Point localization data
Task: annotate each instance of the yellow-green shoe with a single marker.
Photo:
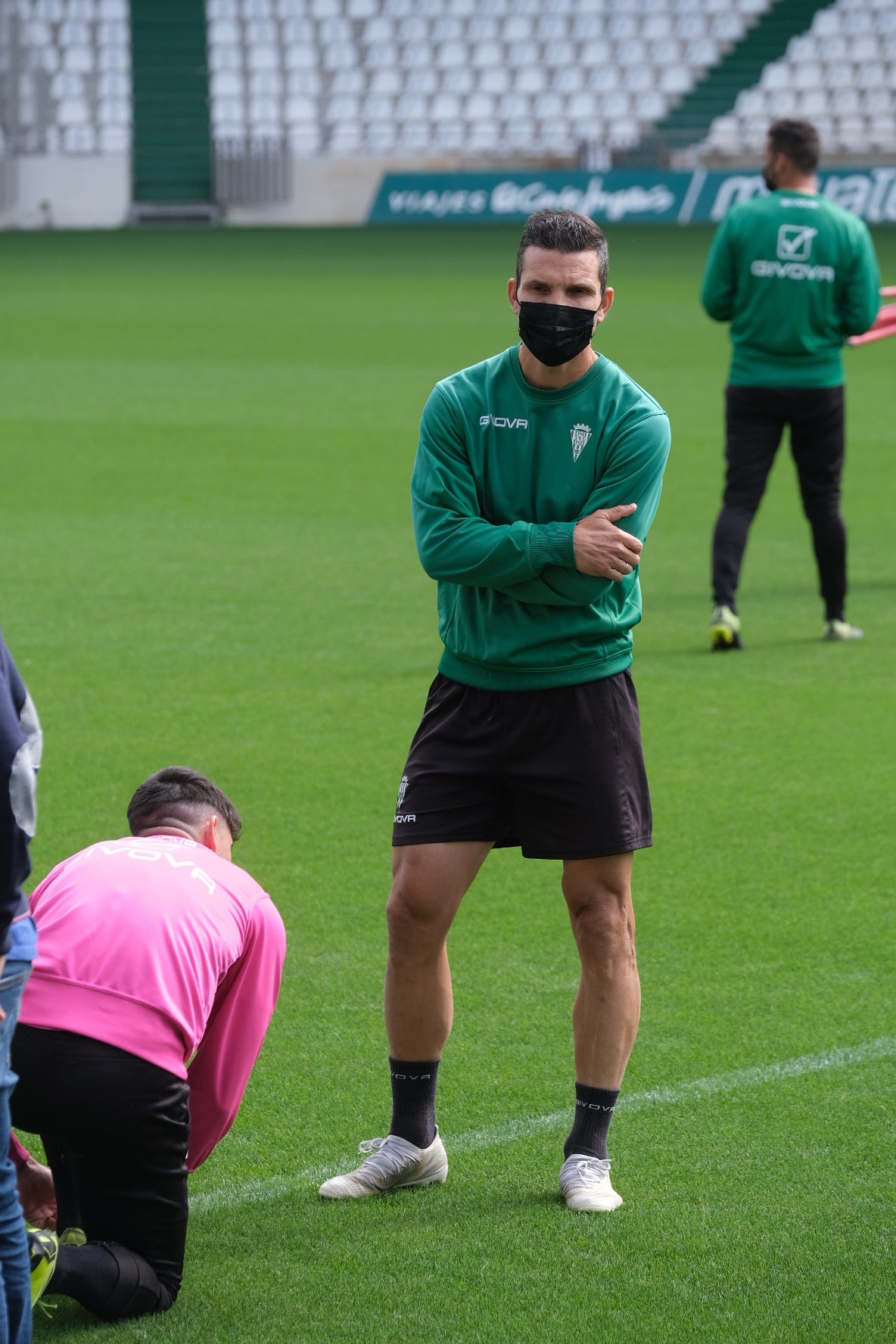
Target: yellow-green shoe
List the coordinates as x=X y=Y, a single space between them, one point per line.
x=43 y=1248
x=724 y=630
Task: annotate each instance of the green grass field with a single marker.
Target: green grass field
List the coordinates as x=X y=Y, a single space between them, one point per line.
x=207 y=558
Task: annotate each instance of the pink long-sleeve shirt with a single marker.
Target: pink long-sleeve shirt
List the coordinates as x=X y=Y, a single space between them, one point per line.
x=164 y=949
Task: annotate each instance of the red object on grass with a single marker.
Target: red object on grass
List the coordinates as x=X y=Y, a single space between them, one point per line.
x=883 y=325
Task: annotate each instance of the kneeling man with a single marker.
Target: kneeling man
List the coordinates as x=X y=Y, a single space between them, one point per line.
x=156 y=978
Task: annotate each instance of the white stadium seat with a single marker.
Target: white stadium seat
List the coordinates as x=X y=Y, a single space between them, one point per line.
x=113 y=112
x=79 y=140
x=114 y=140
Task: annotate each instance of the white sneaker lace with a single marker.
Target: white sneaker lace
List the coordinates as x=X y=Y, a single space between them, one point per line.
x=383 y=1160
x=593 y=1170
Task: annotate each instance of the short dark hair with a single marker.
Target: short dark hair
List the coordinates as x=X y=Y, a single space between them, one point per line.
x=179 y=798
x=798 y=142
x=565 y=230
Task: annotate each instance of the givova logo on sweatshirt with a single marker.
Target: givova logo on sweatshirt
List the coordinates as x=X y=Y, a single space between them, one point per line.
x=504 y=422
x=794 y=253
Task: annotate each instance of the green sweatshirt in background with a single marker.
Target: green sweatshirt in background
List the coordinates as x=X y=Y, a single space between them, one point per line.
x=795 y=275
x=502 y=474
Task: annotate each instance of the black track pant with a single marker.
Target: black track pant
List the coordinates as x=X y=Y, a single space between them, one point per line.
x=116 y=1131
x=755 y=420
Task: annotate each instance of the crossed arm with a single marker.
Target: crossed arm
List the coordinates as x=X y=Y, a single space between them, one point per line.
x=549 y=564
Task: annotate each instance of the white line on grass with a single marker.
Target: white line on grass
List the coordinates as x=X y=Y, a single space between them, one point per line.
x=256 y=1191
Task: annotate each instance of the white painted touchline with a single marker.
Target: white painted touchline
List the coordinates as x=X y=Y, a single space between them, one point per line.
x=256 y=1191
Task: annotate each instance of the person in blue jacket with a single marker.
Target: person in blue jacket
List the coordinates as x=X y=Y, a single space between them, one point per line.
x=20 y=744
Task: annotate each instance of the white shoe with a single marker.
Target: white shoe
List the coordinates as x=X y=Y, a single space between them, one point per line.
x=724 y=630
x=393 y=1164
x=842 y=630
x=585 y=1183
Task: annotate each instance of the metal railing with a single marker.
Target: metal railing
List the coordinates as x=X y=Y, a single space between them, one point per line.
x=251 y=173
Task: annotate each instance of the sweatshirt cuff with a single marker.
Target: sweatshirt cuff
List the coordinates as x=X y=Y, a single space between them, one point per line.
x=551 y=543
x=17 y=1152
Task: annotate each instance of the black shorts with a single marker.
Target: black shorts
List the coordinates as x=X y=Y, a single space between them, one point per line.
x=116 y=1131
x=559 y=773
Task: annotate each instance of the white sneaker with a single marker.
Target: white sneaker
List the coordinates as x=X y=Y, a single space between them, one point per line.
x=842 y=630
x=585 y=1183
x=724 y=630
x=393 y=1164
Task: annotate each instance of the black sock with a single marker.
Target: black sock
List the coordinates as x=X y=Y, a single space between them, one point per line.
x=109 y=1280
x=414 y=1100
x=593 y=1115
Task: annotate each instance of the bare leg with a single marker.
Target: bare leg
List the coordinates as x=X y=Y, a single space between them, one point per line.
x=429 y=885
x=608 y=1006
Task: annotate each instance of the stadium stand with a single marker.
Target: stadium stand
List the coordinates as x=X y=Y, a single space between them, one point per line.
x=512 y=78
x=71 y=65
x=450 y=79
x=840 y=74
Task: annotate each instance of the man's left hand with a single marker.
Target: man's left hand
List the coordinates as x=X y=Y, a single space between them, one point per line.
x=38 y=1193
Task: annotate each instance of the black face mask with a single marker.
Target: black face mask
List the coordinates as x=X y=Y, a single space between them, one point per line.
x=554 y=332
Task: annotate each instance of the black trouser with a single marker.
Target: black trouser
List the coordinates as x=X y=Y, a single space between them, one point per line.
x=755 y=420
x=116 y=1131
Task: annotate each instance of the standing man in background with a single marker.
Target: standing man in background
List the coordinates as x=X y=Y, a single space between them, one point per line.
x=795 y=275
x=537 y=479
x=20 y=744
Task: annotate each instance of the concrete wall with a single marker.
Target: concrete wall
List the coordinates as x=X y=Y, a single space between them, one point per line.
x=69 y=191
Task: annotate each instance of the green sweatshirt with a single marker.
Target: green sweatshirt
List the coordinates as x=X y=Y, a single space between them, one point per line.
x=502 y=474
x=794 y=275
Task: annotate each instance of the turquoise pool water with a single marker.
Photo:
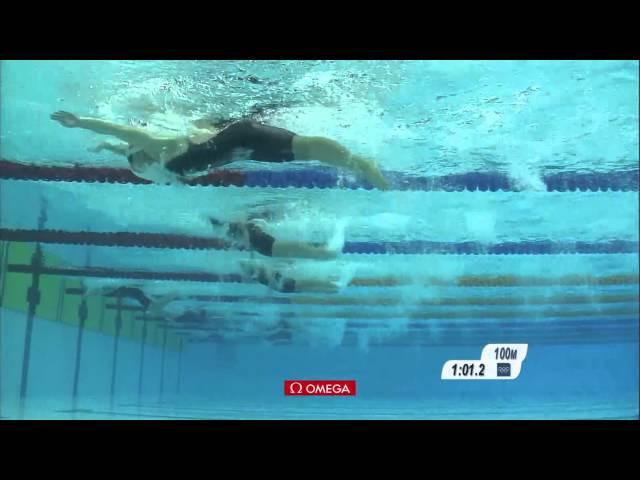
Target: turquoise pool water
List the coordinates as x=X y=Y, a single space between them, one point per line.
x=512 y=217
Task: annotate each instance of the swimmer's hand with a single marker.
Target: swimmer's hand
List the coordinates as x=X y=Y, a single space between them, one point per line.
x=98 y=148
x=65 y=119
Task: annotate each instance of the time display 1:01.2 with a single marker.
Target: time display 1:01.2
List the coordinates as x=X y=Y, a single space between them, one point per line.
x=468 y=370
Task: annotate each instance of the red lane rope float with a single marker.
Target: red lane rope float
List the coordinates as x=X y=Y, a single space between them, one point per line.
x=19 y=171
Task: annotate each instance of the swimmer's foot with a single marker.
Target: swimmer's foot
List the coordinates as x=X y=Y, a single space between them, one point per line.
x=370 y=171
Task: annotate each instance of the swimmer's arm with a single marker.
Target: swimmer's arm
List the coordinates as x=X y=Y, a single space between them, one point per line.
x=131 y=135
x=159 y=303
x=121 y=149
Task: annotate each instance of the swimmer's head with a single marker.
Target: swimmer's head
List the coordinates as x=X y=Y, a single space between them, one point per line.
x=236 y=231
x=213 y=124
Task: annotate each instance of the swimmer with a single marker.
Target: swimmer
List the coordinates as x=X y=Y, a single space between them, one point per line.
x=172 y=159
x=251 y=235
x=273 y=279
x=153 y=304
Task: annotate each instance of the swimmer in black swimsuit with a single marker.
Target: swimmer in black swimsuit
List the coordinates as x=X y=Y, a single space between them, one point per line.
x=250 y=235
x=273 y=279
x=181 y=157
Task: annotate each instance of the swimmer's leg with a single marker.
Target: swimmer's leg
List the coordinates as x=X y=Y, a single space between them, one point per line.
x=332 y=153
x=316 y=286
x=302 y=250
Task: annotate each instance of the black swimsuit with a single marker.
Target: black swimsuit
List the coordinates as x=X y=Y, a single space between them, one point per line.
x=262 y=143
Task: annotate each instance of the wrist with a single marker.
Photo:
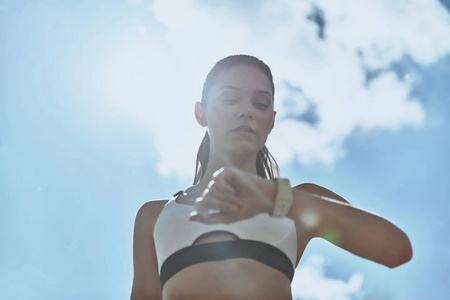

** Exercise instructions **
A picture-free version of all the records, repeated exactly, is what to return.

** The answer **
Task: annotate each instance of the yellow-green shoe with a single marker.
Photo:
Target: yellow-green shoe
List the coordinates as x=X y=Y, a single space between them, one point per line.
x=43 y=1248
x=724 y=630
Task: annotate each instance of the green grass field with a single marker.
Target: green grass field
List the coordinates as x=X y=Y, a single space between them, one point per line.
x=207 y=558
Task: annotate each instance of the pink long-sleeve shirt with a single marker.
Target: pink long-sleeve shirt
List the coordinates as x=X y=Y, a single space between them, one point per line.
x=164 y=949
Task: annotate each instance of the red object on grass with a single marker.
Target: red object on grass
List the coordinates as x=X y=Y, a single space between them, one point per line.
x=883 y=325
Task: annotate each instance of the kneeling man with a single marker.
Target: kneeling man
List the coordinates as x=X y=Y, a single space between them, one point per line.
x=156 y=978
Task: annotate each instance of the white stadium seat with a single marker.
Target: white stadium seat
List the coordinates as x=X y=Y, a single space between them, one point per line.
x=113 y=112
x=79 y=140
x=114 y=140
Task: annotate each instance of the white sneaker lace with a single marker.
Target: white sneaker lace
List the coordinates as x=X y=Y, a single space between them, one point per line.
x=383 y=1160
x=593 y=1170
Task: annotate each instance of the short dark hair with a single marker.
Target: short dark hair
List the coordinates as x=X y=Y, a single space between them, one point per line.
x=179 y=798
x=798 y=142
x=565 y=230
Task: annotate each instance of the givova logo on sweatshirt with a single marker.
Target: givova logo on sweatshirt
List the coordinates as x=X y=Y, a single space between them, one point per line.
x=504 y=422
x=794 y=253
Task: annotate each instance of the green sweatshirt in background with a single marker.
Target: green sweatshirt in background
List the coordinates as x=X y=Y, a single space between them, one point per line.
x=795 y=275
x=502 y=474
Task: annotate each instance of the black track pant with a single marker.
Target: black track pant
List the coordinates as x=X y=Y, a single space between them, one point per line.
x=116 y=1131
x=755 y=420
Task: annotate each instance of the crossed arm with a single marker.
Target: crossed arm
List the coordinates as x=X y=Y, a single space between them, one point per line.
x=549 y=564
Task: annotate each instance of the white line on grass with a single marker.
Target: white line on grass
List the coordinates as x=X y=Y, a single space between them, one point per line.
x=256 y=1191
Task: annotate each instance of the white painted touchline with a single marker.
Target: white painted touchline
List the coordinates as x=X y=Y, a single space between them, one point per line.
x=256 y=1191
Task: annotate each instance of the person in blue jacket with a single marker.
Target: person in blue jacket
List the coordinates as x=X y=Y, a single space between them, one point per line.
x=20 y=744
Task: annotate each instance of the white shoe with a single marker.
Target: white shoe
List the coordinates as x=X y=Y, a single space between them, one point per line.
x=724 y=630
x=393 y=1164
x=842 y=630
x=585 y=1183
Task: annotate each instance of the metal railing with a single marker.
Target: metal railing
List the coordinates as x=X y=Y, a single space between them, one point per line.
x=251 y=173
Task: annotate each instance of the sweatshirt cuff with a single marker.
Target: sweatshirt cuff
List the coordinates as x=X y=Y, a single space between them, one point per line.
x=551 y=543
x=17 y=1152
Task: annotate each instance of the black shorts with a single marker.
Target: black shorts
List the coordinates as x=X y=Y, a single space between them, one point per line.
x=116 y=1131
x=559 y=773
Task: annotate each instance of the white sneaker with a single marker.
Target: white sneaker
List the coordinates as x=X y=Y, a single space between them, one point per line.
x=842 y=630
x=585 y=1183
x=724 y=630
x=393 y=1164
Task: annotate each instance of the black sock with a single marker.
Target: black sock
List the coordinates as x=X y=Y, a single space between them, one point per line.
x=109 y=1280
x=414 y=1100
x=593 y=1115
Task: annotate each instance of the bare leg with a single marker.
Target: bare leg
List the coordinates as x=X y=Y, a single space between them, one point per line.
x=429 y=885
x=608 y=1006
Task: annotate each instance of the stadium stand with a single marker.
Target: stadium stand
List the coordinates as x=X y=Y, a single space between them, one point per line.
x=512 y=78
x=71 y=65
x=450 y=79
x=840 y=74
Task: annotate each instance of the man's left hand with a single marker.
Target: man's left hand
List the coordinates as x=X y=Y, a single space between them, one point per line.
x=38 y=1193
Task: annotate each instance of the black face mask with a single marker.
Target: black face mask
List the coordinates as x=X y=Y, a single space between them, one point per line.
x=554 y=332
Task: annotate each instance of the black trouser with a single marker.
Target: black trouser
List the coordinates as x=X y=Y, a single space between them, one point per line.
x=755 y=420
x=116 y=1131
Task: annotate each instance of the standing man in background with a single marker.
Target: standing man in background
List the coordinates as x=X y=Y, a single space between them, one point per line.
x=795 y=275
x=537 y=479
x=20 y=744
Task: annotate each instance of the concrete wall with a single marker.
Target: concrete wall
List the coordinates as x=X y=Y, a single space between them, one point per line.
x=69 y=191
Task: annotate each instance of the green sweatshirt with a single marker.
Target: green sweatshirt
List the coordinates as x=X y=Y, a single space between them, one point per line.
x=502 y=474
x=794 y=275
Task: annotate each instance of the turquoise pool water with a single marker.
Photo:
Target: turquoise pool water
List the coordinates as x=X y=Y, a single space between them, one point per line.
x=512 y=217
Task: annotate each instance of the swimmer's hand with a single marker.
Target: swimmer's hand
List the coordinates as x=X y=Y, a single space between them, one point per line.
x=98 y=148
x=65 y=119
Task: annotate each instance of the time display 1:01.2 with a single marker.
Target: time display 1:01.2
List the coordinates as x=X y=Y, a single space between them, one point per line.
x=468 y=370
Task: annotate each instance of the red lane rope float with a single marker.
Target: red lane rope float
List the coordinates as x=X y=Y, a single space between them, one point per line.
x=19 y=171
Task: annotate each instance of the swimmer's foot with a single marker.
Target: swimmer's foot
List the coordinates as x=X y=Y, a single space between them, one point per line.
x=370 y=171
Task: annotate each instance of the swimmer's arm with a single marker.
Target: swimmer's arm
List the coordinates as x=X y=Y, a single space between them, one point per line.
x=131 y=135
x=159 y=303
x=121 y=149
Task: annotate each instance of the swimmer's head with a single marker.
Target: swimmer's head
List the coordinates as x=X y=Y, a single space between them, one point per line.
x=236 y=231
x=213 y=124
Task: annotate each instance of the swimmer with a single marker.
Target: swimmer
List the coordinates as x=X y=Y, a single space between them, one point per line.
x=172 y=159
x=251 y=235
x=273 y=279
x=153 y=304
Task: annotate each instance of the swimmer in black swimsuit with a single marker.
Target: swimmer in black swimsuit
List the coordinates as x=X y=Y, a single space between them, one point per line.
x=250 y=235
x=273 y=279
x=181 y=157
Task: annotate each instance of the swimmer's leg with a single marker.
Target: swimmer's leg
List the coordinates as x=X y=Y, a single space between them, one point per line.
x=332 y=153
x=316 y=286
x=302 y=250
Task: annotate each instance of the black swimsuit with a single marker.
Target: black swimsuit
List the coordinates as x=X y=Y, a single space between them, one point per line.
x=262 y=143
Task: annotate each instance of the wrist with a single marker.
Photo:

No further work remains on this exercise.